CONSIGNE A:
Relevez tous les mots placés entre guillemets dans l'article sur Teddy Riner.

TEXTE DE LA PAGE:
§ §

JO 2016 : Teddy Riner, le bon, la brute et le géant
"Invincible", "colosse", "imbattable". Les superlatifs ne manquent pas lorsqu’il s’agit de qualifier Teddy Riner. Et pour cause : le Français a tout réussi. Il est entré dans l’histoire en 2015, en devenant le premier judoka à remporter huit titres de champion du monde. Il a aussi croqué l’or aux Jeux olympiques de Londres (Royaume-Uni), en 2012, dans la catégorie reine (plus de 100 kg). Sans oublier ses cinq titres de champion d'Europe. Mais le géant de 2,04 m pour 139 kg ne s'est pas arrêté là. Il est devenu le troisième judoka à décrocher trois titres olympiques chez les poids-lourds, aux Jeux de Rio de Janeiro (Brésil), vendredi 12 août.

§ §

DONNÉES DE LA TÂCHE:
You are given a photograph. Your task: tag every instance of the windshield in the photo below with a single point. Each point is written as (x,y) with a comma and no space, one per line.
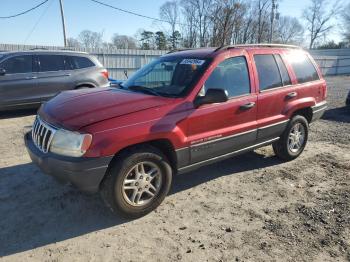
(166,76)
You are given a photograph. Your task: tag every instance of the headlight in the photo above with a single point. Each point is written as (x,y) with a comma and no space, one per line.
(69,143)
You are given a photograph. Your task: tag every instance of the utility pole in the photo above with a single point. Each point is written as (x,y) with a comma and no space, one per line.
(273,6)
(63,25)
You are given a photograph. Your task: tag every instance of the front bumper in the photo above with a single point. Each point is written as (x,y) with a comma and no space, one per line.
(318,110)
(84,173)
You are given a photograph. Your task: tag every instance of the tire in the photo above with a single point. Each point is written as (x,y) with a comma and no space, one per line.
(122,196)
(290,146)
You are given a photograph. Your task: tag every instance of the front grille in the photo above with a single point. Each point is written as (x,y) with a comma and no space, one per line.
(42,134)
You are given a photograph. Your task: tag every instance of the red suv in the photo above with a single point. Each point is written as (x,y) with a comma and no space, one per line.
(184,110)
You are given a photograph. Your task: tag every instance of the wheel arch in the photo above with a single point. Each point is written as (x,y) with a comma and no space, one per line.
(305,112)
(162,144)
(89,85)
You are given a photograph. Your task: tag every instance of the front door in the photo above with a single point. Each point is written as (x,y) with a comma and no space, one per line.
(18,84)
(218,129)
(52,76)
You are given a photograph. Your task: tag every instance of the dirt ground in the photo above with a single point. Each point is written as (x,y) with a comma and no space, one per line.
(248,208)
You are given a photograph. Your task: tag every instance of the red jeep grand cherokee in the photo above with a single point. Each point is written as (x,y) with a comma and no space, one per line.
(184,110)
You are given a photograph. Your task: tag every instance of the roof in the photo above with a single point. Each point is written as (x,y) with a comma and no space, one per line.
(197,52)
(44,51)
(211,51)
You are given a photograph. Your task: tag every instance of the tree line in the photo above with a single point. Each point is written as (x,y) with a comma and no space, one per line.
(202,23)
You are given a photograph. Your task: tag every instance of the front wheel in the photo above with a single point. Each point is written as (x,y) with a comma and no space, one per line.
(137,182)
(293,140)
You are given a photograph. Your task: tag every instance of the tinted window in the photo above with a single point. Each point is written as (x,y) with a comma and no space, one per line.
(268,73)
(51,63)
(283,70)
(231,75)
(18,64)
(79,62)
(167,76)
(302,66)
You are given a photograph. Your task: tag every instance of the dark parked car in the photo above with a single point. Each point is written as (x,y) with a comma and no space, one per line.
(182,111)
(28,78)
(115,82)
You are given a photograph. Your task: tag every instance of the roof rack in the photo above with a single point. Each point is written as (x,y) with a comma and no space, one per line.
(179,50)
(258,45)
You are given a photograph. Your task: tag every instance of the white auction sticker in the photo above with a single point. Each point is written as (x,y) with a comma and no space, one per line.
(192,62)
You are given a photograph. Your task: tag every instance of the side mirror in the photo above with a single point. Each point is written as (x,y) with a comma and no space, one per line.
(126,73)
(213,95)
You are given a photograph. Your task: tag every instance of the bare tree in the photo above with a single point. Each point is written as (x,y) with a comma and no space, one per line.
(226,17)
(289,30)
(318,17)
(123,42)
(90,39)
(189,31)
(169,12)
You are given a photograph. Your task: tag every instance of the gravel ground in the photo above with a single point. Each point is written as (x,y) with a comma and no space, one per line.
(249,208)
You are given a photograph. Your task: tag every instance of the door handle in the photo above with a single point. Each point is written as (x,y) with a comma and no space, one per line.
(291,95)
(247,106)
(31,77)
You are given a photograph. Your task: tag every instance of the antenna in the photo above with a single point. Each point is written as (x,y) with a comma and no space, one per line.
(63,24)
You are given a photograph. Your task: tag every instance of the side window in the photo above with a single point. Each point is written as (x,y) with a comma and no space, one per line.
(231,75)
(268,72)
(51,63)
(283,70)
(18,64)
(302,67)
(81,62)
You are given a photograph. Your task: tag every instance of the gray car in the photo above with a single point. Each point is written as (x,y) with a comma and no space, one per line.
(28,78)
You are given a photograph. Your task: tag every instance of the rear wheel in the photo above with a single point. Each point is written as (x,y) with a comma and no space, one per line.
(137,182)
(293,140)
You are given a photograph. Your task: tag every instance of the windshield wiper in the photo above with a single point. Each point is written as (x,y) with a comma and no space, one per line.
(143,89)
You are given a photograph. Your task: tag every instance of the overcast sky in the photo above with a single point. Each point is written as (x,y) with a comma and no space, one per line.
(43,25)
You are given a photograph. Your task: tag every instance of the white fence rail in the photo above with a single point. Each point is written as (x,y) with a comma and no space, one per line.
(331,61)
(115,60)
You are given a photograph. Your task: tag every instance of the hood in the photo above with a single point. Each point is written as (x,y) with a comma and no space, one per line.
(76,109)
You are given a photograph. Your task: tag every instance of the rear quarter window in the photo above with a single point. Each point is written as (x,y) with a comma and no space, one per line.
(302,66)
(268,72)
(50,63)
(18,64)
(82,62)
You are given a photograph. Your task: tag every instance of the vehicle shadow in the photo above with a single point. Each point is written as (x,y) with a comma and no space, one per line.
(36,211)
(17,113)
(241,163)
(339,114)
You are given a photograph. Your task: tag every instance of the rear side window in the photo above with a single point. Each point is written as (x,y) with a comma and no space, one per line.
(302,66)
(283,70)
(18,64)
(51,63)
(268,72)
(231,75)
(78,62)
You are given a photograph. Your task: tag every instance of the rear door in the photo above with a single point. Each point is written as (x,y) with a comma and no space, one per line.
(218,129)
(18,85)
(276,90)
(52,75)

§ §

CONSIGNE B:
Indiquez combien de lignes du listing contiennent la chaîne "rear", en respectant la casse, et donnez uniquement ce nombre.

RÉPONSE CORRECTE A:
Invincible, colosse, imbattable

RÉPONSE CORRECTE B:
4